(Work instructions)
1. Can you echo back, word for word, everything in the passage on China's power shortage from "Even at the" down to "on power-guzzling air-conditioners."?
2. Would you carry on the passage on China's power shortage from the point where it stops?

(Passage provided)
──────────

Due consideration was also given to putting in place an integrated national electricity grid, although that could take until 2020 to achieve. Earlier this year, Shanghai Electric Power Commpany unveiled an upgraded power system, which, in the event of a blackout, will immediately restore supply with a simple flick of a switch!

Even at the height of the power crisis in 2004, Chinese authorities’ short-term responses to the shortage were illuminating. In Shanghai, for instance, local authorities induced artificial rain through ‘cloud seeding’ in order to ‘cool down’ the city - and obviate the need for millions of homeowners to switch on power-guzzling air-conditioners.
Thousands of enterprises shifted their working hours to nights or weekends in order to ease peak-time power demands. Holidays were enforced in factories on a rotating basis.

The Shanghai Science and Technology Museum too came up with an ingenious power-saving device: every night, when the city’s power consumption was low, it produced tonnes of ice blocks that were used for air-conditioning purposes during the daytime.

──────────

(Entries provided)
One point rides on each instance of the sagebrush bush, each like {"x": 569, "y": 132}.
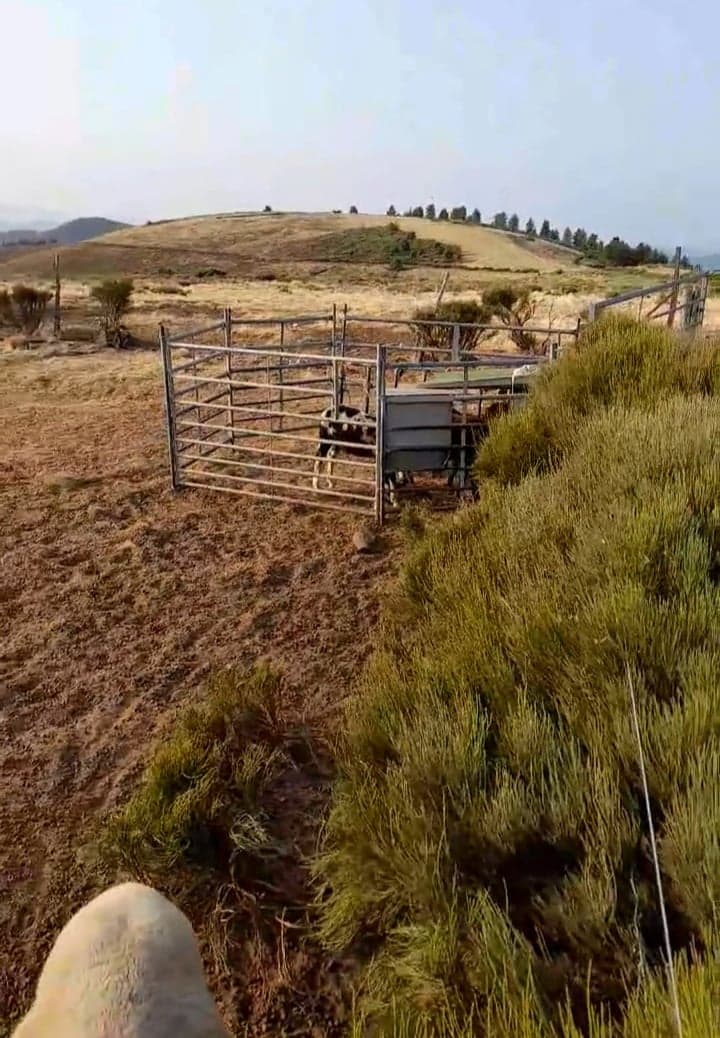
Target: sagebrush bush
{"x": 23, "y": 307}
{"x": 198, "y": 803}
{"x": 461, "y": 310}
{"x": 114, "y": 298}
{"x": 488, "y": 836}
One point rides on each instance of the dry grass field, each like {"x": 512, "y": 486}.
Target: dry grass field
{"x": 119, "y": 599}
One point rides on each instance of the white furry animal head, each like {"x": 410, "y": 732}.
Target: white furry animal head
{"x": 126, "y": 965}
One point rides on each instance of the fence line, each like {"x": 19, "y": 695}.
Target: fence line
{"x": 241, "y": 416}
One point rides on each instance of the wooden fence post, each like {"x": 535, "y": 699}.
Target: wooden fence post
{"x": 56, "y": 315}
{"x": 380, "y": 436}
{"x": 169, "y": 408}
{"x": 227, "y": 342}
{"x": 675, "y": 289}
{"x": 455, "y": 343}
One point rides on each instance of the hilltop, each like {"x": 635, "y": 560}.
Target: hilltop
{"x": 242, "y": 245}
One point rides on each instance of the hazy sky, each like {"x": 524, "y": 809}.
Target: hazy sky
{"x": 602, "y": 114}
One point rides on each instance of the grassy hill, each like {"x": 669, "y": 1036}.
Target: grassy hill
{"x": 488, "y": 849}
{"x": 66, "y": 234}
{"x": 242, "y": 244}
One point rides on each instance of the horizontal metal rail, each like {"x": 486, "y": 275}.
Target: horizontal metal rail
{"x": 348, "y": 495}
{"x": 304, "y": 319}
{"x": 204, "y": 359}
{"x": 626, "y": 297}
{"x": 329, "y": 358}
{"x": 233, "y": 384}
{"x": 405, "y": 322}
{"x": 258, "y": 413}
{"x": 301, "y": 473}
{"x": 302, "y": 501}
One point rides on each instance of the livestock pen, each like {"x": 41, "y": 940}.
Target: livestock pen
{"x": 247, "y": 400}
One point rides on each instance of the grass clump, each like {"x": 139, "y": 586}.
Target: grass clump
{"x": 487, "y": 847}
{"x": 617, "y": 360}
{"x": 381, "y": 245}
{"x": 198, "y": 806}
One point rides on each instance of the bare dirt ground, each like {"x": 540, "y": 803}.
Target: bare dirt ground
{"x": 116, "y": 599}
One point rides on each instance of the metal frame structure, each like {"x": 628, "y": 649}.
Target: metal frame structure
{"x": 244, "y": 399}
{"x": 666, "y": 304}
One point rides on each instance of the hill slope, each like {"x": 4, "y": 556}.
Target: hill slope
{"x": 65, "y": 234}
{"x": 488, "y": 838}
{"x": 239, "y": 244}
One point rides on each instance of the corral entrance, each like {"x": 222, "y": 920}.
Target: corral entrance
{"x": 249, "y": 402}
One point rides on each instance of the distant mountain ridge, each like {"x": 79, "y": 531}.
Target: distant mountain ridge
{"x": 711, "y": 262}
{"x": 65, "y": 234}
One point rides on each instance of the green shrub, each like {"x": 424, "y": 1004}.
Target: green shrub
{"x": 488, "y": 836}
{"x": 198, "y": 804}
{"x": 23, "y": 307}
{"x": 617, "y": 360}
{"x": 377, "y": 245}
{"x": 114, "y": 299}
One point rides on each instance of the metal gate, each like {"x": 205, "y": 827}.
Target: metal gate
{"x": 677, "y": 303}
{"x": 245, "y": 418}
{"x": 248, "y": 404}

──────────

(Answers for the tasks)
1.
Even at the height of the power crisis in 2004, Chinese authorities’ short-term responses to the shortage were illuminating. In Shanghai, for instance, local authorities induced artificial rain through ‘cloud seeding’ in order to ‘cool down’ the city - and obviate the need for millions of homeowners to switch on power-guzzling air-conditioners.

2.
Looking ahead, China is placing new-found (and overdue) emphasis on clean energy. The government is drafting an energy law that will regulate the development of the power sector and put greater emphasis on making power generators more environment-friendly and consumers more efficient. It is also likely to detail how private investment can play a greater role in all parts of the industry. The Asian Development Bank further notes that China is experimenting with various innovative energy-saving schemes, such as wet and dry season power tariffs in 11 provinces with either high hydropower generation or large energy demand-supply imbalances.

None of this, of course, means that China’s power problems have been solved forever more. Given the scorching pace of growth of the economy, demand for energy will only continue to grow, and China will need to make huge investments - of money and technology - to keep pace with it. By some estimates, China will need to spend an additional $180 billion on generating capacity over the next 15 years to meet energy demand. China has proved in the past that it can almost will its way out of problems, and in so doing, offer lessons for others.